EXERCISE DIRECTIONS. Your answer should hold only the lines from the start of the data below through the line with "the man's hand", copied exactly, with pictures left out.

SUPPLIED MATERIAL.

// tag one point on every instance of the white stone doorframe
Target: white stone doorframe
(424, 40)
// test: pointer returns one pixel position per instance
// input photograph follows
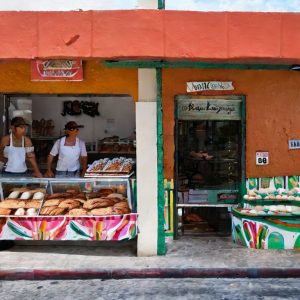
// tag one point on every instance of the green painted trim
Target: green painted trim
(243, 154)
(161, 243)
(161, 4)
(191, 64)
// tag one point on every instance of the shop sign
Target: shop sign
(262, 158)
(209, 109)
(200, 86)
(56, 70)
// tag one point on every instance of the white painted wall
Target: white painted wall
(67, 5)
(119, 109)
(146, 157)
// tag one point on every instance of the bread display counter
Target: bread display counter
(268, 218)
(72, 209)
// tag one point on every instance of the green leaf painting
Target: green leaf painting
(276, 241)
(297, 243)
(75, 228)
(17, 230)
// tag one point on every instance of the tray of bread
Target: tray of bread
(23, 202)
(105, 201)
(118, 165)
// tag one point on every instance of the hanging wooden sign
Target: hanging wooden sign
(56, 70)
(209, 109)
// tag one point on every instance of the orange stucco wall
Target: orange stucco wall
(272, 114)
(158, 34)
(15, 78)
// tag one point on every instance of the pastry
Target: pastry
(80, 195)
(52, 202)
(5, 211)
(121, 211)
(20, 212)
(31, 212)
(94, 195)
(115, 195)
(14, 195)
(41, 190)
(106, 191)
(77, 212)
(20, 190)
(38, 196)
(57, 211)
(72, 191)
(33, 204)
(69, 204)
(101, 211)
(26, 195)
(12, 203)
(115, 200)
(46, 210)
(121, 204)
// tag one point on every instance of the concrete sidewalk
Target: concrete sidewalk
(186, 257)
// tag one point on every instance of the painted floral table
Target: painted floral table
(104, 228)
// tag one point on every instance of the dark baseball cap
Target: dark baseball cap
(72, 125)
(18, 121)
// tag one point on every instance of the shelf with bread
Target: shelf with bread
(82, 209)
(268, 216)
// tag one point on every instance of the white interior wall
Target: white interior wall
(117, 115)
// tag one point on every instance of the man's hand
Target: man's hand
(37, 174)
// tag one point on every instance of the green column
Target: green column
(161, 246)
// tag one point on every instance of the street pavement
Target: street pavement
(153, 288)
(187, 257)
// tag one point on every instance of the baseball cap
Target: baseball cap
(18, 121)
(72, 125)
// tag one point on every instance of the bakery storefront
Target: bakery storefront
(234, 141)
(102, 204)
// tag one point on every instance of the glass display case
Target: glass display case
(68, 209)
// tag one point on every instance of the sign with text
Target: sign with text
(56, 70)
(294, 144)
(209, 109)
(262, 158)
(199, 86)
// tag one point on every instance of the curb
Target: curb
(149, 273)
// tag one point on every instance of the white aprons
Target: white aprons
(68, 156)
(16, 157)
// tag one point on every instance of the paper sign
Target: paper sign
(56, 70)
(262, 158)
(200, 86)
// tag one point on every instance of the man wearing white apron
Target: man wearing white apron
(71, 153)
(15, 149)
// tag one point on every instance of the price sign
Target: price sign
(262, 158)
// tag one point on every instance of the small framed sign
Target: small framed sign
(262, 158)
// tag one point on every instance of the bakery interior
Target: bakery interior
(109, 134)
(109, 122)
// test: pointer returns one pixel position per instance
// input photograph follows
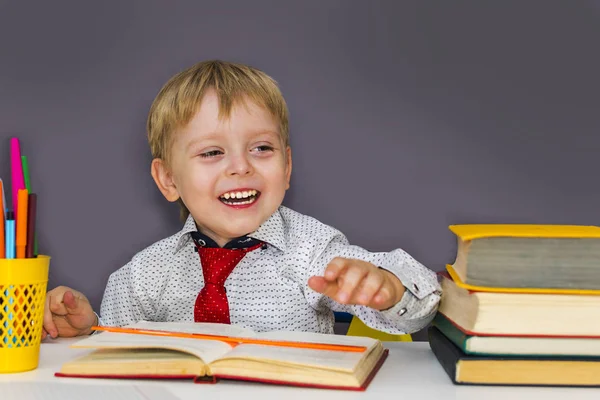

PROBLEM SOLUTION.
// tag one point on every instance of the white stone doorframe
Target: white stone doorframe
(424, 40)
// test: pointer returns one pixel position per instance
// input photograph follows
// tag one point on every instance of the green painted trim
Target: green painted trim
(243, 154)
(161, 243)
(161, 4)
(191, 64)
// tag one point on every instance of the shop sign
Target: shop sign
(262, 158)
(209, 109)
(200, 86)
(56, 70)
// tag one point on every instance of the white painted wall
Target: white painted wall
(67, 5)
(119, 109)
(146, 157)
// tag one point on every instance of the bread display counter
Target: bread display counter
(268, 218)
(72, 209)
// tag one point on every instance of the green leaf painting
Target: green leaf painting
(276, 241)
(297, 243)
(75, 228)
(17, 230)
// tag one point on every instance of the tray of bread
Target: tray of bread
(23, 202)
(105, 201)
(118, 165)
// tag one point on every instance of the hanging wooden sign
Target: hanging wooden sign
(56, 70)
(209, 109)
// tag one point on every instance of the orange stucco wall
Target: orange stucco wall
(272, 114)
(158, 34)
(15, 78)
// tag one point on every instance of the pastry
Target: pastry
(80, 195)
(52, 202)
(5, 211)
(121, 211)
(20, 212)
(31, 212)
(94, 195)
(115, 195)
(14, 195)
(41, 190)
(106, 191)
(77, 212)
(20, 190)
(38, 196)
(57, 211)
(72, 191)
(33, 204)
(69, 204)
(101, 211)
(26, 195)
(12, 203)
(115, 200)
(46, 210)
(121, 204)
// tag one point on every instance of the concrete sidewalk
Target: concrete sidewalk
(186, 257)
// tag one point on every instance of the painted floral table
Target: painted floral table
(104, 228)
// tag one point on every instance of the dark baseball cap
Target: dark baseball cap
(72, 125)
(18, 121)
// tag one point on every instance of the shelf with bread
Target: shelf with bread
(82, 209)
(268, 216)
// tag one point on every instance of the white interior wall
Target: white interior wall
(117, 115)
// tag one point on every instance of the man's hand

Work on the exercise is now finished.